» **Extract provided**:
Case 3. An aged lady, set. 72. She had been addicted to the habit for 35 years. I persuaded her to try the coca. She was then taking 2 drachm doses of opium three times a day. She said she felt sure she would be unable to leave off the opium, but as she was wealthy and extravagant, she readily consented to try the coca. She procured two pounds on my prescription, and began its use. The progress of the case is rather amusing. She uses one for a time, and then resorts to the other. Sometimes she does not taste opium for a fortnight, using the coca during the time, then she returns to her opium, and thus she alternates. Her doses of opium have been reduced, to as little, I think, as 10 grs., and her general health has greatly improved. Before using the coca, she was a great sufferer from duodenal dyspepsia. She has so far improved, in this respect, that she rarely suffers in this particular, and it is a wonder, too, for she is a ravenous feeder, and as fond of "cake and pastry" as a child, and, withal, uses a great deal -of wine.

Case 4. An unmarried man, aet. 27. Contracted the "opium habit" five years previous to using the coca. Had become a great slave to morphine. June, 1879, I put him upon coca. He ordered three pounds at the beginning. In October following, I met him, and he assured me that he was entirely relieved of the habit, and had one pound of his medicine left.

Medical summary, Volume 2

A FEW years since I procured six or eight pounds of the saturated tincture of erythoxylon coca from a druggist of Philadelphia, with a view of testing the virtues of the plant, therapeutically. I used all with the exception of a single bottle, within the course of about fifteen months. All the cases, but one, in which I prescribed it, were those of a chronic character affecting the lungs, and simulating phthisis.^ The excepted case was one of "nervous dyspepsia" complicated with uterine troubles and hysteria. The patient was married, the mother of two children, the youngest six months old, while the mother was herself 23 years of age. She was greatly emaciated, was very despondent, and was, withal, addicted to the opium habit. It was as a substitute for her accustomed morphine, the use of which I absolutely forbade, that I directed the coca, in drachm doses, three times a day. It answered the purpose admirably.

In short, the coca gave me entire satisfaction in all the cases in which I used it, acting promptly as a nervous stimulant, allaying irritation, reviving the despondent without depressing reaction, and all without producing febrile or other unpleasant symptoms. My only objection was the high price, which was such as to prevent the druggists from ordering it, unless I would guarantee its sale. I still had one pint on hand; which I used myself recently, and the good results were so remarkable, and I noted its action so carefully, that I think a detail of the case may be both of interest and utility to your readers.

» **Listed entries**:
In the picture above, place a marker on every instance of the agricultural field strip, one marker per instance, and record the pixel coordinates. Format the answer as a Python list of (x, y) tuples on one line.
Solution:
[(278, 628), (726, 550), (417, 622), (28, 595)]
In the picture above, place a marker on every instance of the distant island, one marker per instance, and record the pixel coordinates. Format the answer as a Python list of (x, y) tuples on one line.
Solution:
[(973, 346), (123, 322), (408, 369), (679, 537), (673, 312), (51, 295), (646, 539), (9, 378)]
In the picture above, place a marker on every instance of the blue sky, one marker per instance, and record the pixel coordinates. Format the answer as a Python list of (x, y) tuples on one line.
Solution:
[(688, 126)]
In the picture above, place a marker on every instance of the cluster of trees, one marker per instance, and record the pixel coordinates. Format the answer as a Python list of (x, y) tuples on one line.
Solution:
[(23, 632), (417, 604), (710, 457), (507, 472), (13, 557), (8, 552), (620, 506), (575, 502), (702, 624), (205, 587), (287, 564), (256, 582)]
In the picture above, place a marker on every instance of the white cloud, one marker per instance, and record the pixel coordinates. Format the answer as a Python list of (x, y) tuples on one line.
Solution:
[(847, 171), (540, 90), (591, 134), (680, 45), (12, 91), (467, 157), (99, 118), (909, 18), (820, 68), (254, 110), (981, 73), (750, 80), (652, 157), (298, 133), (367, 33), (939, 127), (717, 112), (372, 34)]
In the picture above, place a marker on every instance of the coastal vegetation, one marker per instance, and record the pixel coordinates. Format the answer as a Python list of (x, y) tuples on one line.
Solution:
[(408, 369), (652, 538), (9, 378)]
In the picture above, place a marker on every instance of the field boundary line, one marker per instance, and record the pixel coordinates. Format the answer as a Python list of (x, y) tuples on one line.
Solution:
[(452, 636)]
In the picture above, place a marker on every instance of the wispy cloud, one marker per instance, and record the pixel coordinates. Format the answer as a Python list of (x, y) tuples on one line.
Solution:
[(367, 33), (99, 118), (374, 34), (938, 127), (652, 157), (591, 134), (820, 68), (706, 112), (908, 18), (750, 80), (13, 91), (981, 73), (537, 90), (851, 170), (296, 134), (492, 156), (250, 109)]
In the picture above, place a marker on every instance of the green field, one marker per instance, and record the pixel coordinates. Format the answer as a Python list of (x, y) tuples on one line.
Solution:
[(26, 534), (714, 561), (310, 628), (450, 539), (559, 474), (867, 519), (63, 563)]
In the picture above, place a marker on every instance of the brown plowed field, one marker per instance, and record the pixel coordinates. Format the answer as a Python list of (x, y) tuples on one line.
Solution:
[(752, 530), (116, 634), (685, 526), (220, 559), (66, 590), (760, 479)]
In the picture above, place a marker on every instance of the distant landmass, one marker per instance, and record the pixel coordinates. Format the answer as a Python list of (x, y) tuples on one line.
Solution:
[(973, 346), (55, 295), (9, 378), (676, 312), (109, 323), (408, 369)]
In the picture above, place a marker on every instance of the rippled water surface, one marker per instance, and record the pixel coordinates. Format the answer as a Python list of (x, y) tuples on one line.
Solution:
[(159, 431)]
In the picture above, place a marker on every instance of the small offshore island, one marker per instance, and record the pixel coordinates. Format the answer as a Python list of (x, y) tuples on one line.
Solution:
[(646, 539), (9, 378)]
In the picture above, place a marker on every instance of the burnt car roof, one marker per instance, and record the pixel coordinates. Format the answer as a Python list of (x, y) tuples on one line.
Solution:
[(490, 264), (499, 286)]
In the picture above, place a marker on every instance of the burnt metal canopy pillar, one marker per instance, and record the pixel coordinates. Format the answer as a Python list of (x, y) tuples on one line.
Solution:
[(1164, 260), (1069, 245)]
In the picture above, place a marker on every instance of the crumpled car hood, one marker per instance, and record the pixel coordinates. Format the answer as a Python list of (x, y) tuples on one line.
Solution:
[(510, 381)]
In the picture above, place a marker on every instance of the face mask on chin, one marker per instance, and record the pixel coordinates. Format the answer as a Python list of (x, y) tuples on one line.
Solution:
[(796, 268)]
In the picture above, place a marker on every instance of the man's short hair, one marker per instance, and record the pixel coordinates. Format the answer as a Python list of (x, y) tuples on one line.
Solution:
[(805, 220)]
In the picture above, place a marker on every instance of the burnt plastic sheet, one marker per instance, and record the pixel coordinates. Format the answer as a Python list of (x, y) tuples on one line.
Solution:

» **Activities**:
[1] In the medical report on coca, how many pounds of coca did the unmarried man in Case 4 order at the beginning?
[2] Revise the medical report on coca: write out everything from "Case 4. An unmarried" down to "his medicine left.", replacing "morphine" with "laudanum".

» **Answers for the exercise**:
[1] Three pounds.

[2]
Case 4. An unmarried man, aet. 27. Contracted the "opium habit" five years previous to using the coca. Had become a great slave to laudanum. June, 1879, I put him upon coca. He ordered three pounds at the beginning. In October following, I met him, and he assured me that he was entirely relieved of the habit, and had one pound of his medicine left.